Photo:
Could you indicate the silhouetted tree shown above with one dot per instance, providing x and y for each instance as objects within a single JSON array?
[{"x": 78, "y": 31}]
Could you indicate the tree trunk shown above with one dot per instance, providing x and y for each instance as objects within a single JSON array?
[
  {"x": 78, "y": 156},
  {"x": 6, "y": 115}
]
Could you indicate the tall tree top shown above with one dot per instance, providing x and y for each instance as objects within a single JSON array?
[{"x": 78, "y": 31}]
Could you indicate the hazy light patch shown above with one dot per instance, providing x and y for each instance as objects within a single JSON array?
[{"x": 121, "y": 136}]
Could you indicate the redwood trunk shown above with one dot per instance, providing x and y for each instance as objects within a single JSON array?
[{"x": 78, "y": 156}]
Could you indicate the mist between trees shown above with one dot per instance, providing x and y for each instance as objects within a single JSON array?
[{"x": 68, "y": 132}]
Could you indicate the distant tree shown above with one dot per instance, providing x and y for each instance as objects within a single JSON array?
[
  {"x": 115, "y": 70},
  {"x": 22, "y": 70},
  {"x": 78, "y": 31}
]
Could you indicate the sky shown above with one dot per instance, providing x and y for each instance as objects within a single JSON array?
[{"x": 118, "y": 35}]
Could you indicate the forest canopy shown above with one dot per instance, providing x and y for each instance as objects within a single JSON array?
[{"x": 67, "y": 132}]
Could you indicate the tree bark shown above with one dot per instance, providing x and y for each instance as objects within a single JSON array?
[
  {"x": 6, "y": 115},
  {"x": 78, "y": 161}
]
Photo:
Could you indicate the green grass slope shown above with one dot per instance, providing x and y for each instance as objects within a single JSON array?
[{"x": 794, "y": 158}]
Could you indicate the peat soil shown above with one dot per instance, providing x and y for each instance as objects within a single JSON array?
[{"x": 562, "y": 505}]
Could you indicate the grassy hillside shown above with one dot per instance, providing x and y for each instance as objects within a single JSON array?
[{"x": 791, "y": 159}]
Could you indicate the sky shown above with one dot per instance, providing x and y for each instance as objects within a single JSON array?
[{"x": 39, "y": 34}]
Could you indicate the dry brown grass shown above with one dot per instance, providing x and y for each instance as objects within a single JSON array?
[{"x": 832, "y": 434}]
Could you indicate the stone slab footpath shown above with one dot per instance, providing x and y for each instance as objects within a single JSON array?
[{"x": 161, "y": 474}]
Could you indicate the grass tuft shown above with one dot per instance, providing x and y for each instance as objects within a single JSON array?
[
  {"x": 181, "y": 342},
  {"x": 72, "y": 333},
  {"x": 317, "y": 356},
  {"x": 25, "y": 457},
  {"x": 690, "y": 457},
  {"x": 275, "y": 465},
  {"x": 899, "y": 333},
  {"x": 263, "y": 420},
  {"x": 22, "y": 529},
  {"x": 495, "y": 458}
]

**Task objective**. Update the stretch from the line containing "Could you indicate the grass tuft" through the end of the records, replacing "grass tuft" with "clump of grass" and leaving everything else unchanged.

**Answer for the task**.
Could you indicate the clump of grass shown above with one dot per instance, providing x and y for each instance as objects within a single JSON array?
[
  {"x": 181, "y": 342},
  {"x": 72, "y": 333},
  {"x": 317, "y": 356},
  {"x": 25, "y": 457},
  {"x": 690, "y": 457},
  {"x": 275, "y": 465},
  {"x": 899, "y": 333},
  {"x": 263, "y": 420},
  {"x": 22, "y": 529},
  {"x": 495, "y": 458}
]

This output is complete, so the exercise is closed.